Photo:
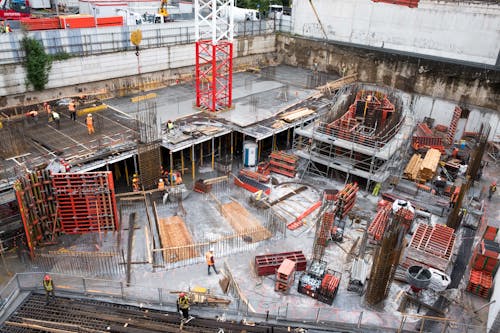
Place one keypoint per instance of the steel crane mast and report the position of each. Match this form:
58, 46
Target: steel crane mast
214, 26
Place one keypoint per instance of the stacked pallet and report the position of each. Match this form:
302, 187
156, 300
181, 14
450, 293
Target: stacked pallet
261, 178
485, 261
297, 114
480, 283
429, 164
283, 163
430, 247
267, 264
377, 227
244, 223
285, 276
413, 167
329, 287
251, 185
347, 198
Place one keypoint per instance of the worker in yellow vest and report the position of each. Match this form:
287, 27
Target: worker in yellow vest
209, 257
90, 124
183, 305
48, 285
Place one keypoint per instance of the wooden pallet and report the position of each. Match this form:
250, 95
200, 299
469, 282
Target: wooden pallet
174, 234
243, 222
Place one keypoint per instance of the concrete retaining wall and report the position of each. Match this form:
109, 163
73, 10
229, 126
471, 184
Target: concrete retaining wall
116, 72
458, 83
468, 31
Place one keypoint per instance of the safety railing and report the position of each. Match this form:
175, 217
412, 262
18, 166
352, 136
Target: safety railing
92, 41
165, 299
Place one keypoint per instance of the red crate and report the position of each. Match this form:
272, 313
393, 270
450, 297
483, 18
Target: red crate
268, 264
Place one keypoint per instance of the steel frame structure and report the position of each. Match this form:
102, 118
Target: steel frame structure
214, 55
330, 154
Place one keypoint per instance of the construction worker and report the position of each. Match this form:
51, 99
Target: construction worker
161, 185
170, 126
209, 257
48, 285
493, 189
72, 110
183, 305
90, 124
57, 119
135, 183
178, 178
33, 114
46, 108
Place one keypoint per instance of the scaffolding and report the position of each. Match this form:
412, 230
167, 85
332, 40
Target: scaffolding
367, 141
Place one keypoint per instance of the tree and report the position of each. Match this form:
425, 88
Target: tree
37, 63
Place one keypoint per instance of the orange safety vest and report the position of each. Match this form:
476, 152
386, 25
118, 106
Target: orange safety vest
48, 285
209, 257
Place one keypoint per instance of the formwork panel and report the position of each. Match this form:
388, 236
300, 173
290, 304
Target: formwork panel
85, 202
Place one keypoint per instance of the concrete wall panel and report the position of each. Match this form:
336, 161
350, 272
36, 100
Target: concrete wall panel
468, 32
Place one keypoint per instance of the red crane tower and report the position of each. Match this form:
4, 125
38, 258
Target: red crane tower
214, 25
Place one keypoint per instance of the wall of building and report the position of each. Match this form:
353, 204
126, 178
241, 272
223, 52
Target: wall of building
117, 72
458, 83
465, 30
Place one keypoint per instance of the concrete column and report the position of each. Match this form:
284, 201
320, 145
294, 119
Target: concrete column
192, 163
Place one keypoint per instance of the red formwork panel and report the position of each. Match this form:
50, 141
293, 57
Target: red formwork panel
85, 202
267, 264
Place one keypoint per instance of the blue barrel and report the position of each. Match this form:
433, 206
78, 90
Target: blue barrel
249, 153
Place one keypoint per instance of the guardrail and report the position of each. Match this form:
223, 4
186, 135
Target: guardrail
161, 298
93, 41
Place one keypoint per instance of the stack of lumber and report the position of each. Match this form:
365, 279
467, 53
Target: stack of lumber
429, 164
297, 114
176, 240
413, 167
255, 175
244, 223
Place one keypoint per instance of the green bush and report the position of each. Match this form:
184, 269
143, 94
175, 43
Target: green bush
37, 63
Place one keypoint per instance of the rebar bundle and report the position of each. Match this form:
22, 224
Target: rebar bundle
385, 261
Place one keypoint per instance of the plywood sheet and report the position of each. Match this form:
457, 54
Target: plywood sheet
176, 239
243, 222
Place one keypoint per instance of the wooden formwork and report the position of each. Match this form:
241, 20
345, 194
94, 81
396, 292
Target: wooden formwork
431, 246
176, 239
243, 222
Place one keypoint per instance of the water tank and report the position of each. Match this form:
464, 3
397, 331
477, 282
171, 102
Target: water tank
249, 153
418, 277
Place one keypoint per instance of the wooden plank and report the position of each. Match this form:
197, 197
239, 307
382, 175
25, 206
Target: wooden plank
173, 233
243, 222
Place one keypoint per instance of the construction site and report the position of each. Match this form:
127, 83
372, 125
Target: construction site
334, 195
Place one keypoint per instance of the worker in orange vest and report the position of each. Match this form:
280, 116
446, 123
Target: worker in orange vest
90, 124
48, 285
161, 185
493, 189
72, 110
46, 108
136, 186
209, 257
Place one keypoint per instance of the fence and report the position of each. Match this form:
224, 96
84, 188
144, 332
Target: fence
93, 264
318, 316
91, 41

..............................

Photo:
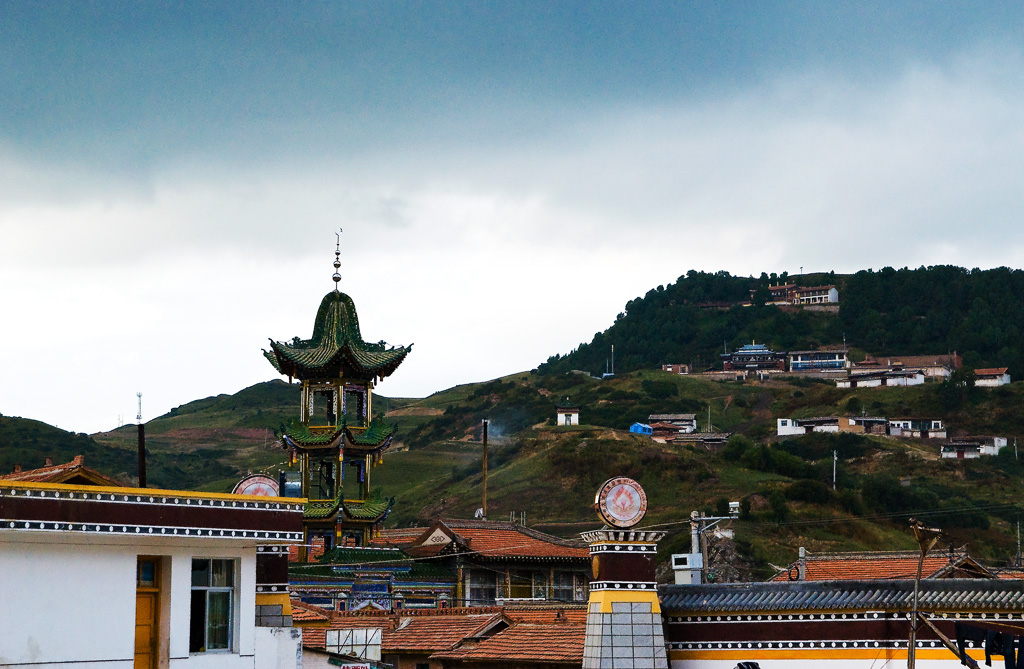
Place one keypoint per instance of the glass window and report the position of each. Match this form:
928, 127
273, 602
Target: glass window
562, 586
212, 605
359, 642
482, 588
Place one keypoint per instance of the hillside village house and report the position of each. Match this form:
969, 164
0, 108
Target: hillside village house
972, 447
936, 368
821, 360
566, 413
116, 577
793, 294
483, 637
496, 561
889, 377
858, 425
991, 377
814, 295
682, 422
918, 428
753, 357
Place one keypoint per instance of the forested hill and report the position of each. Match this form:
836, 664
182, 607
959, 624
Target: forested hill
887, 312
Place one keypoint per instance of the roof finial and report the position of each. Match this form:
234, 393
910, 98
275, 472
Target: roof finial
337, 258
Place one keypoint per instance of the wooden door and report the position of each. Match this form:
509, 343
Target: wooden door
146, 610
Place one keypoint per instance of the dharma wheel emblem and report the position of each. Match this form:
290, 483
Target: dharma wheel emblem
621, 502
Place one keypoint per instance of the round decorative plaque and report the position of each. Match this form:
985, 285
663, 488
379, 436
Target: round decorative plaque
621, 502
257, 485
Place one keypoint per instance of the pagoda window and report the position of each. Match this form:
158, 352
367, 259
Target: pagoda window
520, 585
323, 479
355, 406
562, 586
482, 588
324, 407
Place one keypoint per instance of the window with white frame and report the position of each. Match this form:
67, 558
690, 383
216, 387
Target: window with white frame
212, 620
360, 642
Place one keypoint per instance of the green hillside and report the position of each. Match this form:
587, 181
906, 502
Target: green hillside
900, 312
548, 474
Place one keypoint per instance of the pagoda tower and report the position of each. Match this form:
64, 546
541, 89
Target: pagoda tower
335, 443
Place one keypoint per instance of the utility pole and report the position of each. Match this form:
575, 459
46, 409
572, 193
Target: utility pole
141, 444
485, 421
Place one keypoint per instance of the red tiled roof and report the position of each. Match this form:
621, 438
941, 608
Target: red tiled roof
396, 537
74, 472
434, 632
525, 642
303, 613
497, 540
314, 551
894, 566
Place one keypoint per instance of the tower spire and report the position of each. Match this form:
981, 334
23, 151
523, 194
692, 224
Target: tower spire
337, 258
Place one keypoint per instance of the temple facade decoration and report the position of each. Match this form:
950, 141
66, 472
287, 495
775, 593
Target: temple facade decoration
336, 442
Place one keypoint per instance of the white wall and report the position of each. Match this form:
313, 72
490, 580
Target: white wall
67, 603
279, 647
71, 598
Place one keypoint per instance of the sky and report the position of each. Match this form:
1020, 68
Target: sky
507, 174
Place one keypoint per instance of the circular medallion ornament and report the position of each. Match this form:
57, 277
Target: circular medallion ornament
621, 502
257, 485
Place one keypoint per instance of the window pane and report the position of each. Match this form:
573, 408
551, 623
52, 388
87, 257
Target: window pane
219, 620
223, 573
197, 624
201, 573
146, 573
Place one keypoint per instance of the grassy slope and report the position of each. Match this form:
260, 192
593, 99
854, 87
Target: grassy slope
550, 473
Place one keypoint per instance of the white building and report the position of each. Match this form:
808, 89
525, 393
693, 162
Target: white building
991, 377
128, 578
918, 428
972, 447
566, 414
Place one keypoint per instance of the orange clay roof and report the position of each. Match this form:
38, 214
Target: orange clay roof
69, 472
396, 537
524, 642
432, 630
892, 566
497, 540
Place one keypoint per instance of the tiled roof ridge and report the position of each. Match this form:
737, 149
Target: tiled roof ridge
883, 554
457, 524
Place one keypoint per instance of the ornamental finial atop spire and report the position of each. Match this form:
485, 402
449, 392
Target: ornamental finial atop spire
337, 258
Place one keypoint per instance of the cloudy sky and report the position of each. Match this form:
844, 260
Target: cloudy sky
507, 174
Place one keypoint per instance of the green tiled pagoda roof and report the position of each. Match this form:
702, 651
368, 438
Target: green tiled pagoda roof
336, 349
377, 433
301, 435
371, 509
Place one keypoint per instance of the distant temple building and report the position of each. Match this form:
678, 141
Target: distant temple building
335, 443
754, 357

..............................

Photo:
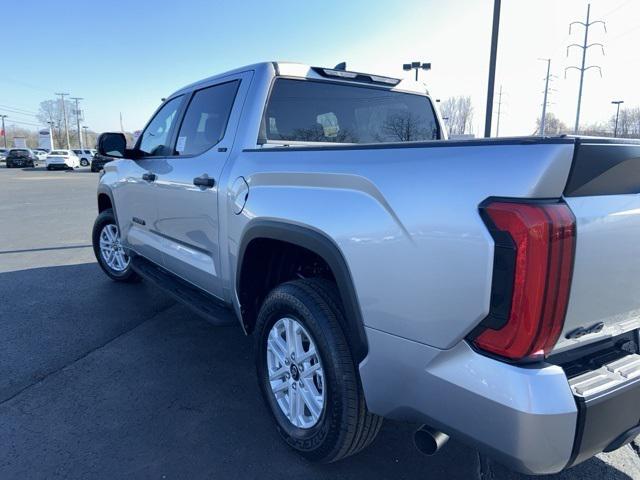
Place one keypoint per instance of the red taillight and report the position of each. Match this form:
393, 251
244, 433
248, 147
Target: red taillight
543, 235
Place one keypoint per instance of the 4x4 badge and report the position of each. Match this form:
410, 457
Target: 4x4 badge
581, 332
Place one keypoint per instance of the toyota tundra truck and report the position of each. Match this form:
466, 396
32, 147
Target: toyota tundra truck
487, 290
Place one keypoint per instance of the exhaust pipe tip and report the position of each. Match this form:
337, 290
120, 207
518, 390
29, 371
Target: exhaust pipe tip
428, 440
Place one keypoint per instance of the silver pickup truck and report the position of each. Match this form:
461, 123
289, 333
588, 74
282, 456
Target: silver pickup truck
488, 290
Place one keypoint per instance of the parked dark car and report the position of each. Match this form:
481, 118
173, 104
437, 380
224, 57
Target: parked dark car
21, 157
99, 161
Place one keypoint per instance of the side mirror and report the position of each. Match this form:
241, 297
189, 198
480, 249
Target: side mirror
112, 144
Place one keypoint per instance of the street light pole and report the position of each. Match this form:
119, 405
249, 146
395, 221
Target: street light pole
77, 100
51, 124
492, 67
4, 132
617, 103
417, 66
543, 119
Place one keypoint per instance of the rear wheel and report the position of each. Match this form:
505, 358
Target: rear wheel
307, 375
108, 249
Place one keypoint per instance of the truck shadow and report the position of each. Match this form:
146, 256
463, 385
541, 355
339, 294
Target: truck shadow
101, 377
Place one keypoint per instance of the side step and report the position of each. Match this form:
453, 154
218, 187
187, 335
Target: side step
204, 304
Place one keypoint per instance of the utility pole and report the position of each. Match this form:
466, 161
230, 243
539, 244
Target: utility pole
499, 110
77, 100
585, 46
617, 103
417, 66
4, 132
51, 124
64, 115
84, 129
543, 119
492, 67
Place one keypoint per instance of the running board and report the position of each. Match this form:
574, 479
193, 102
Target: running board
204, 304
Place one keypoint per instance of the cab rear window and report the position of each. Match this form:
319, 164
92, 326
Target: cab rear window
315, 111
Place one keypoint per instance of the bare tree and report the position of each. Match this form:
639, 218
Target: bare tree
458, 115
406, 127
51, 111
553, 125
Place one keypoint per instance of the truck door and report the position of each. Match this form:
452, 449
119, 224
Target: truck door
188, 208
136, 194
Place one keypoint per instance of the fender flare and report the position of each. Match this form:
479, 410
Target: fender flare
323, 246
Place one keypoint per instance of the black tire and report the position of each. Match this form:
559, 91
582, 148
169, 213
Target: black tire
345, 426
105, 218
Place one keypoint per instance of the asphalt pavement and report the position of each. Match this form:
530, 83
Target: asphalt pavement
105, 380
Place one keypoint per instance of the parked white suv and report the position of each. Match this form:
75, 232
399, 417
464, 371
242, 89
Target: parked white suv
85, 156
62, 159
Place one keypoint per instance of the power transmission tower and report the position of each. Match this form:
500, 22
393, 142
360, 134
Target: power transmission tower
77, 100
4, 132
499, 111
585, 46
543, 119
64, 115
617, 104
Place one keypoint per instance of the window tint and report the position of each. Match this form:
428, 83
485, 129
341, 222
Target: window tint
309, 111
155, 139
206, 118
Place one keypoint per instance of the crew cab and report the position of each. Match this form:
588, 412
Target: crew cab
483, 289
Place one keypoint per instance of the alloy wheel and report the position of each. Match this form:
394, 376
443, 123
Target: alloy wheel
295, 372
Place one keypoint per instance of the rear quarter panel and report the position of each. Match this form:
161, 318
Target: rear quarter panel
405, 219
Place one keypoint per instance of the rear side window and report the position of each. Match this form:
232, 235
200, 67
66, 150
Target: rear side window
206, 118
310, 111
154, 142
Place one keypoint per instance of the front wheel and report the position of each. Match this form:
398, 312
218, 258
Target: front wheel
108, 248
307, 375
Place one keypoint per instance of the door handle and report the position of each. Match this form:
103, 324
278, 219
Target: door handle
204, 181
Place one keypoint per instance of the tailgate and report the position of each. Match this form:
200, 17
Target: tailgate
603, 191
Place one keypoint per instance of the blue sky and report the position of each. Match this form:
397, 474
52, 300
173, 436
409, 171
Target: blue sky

..............................

Task to carry out :: Rename "tailgate" to "rear gate" in the lines that begin at the one containing "Place one keypoint per instance of the tailgate" and stop after the one containing "Target: blue sky". Return only those lines, with nothing else altered.

Response to this exercise ::
Place one keypoint per instance of the rear gate and report the position of each. Match this form:
200, 17
Target: rear gate
603, 191
Place one keypoint per instance of the blue sky and report the position of each. Match this form:
397, 474
52, 300
173, 436
409, 171
Target: blue sky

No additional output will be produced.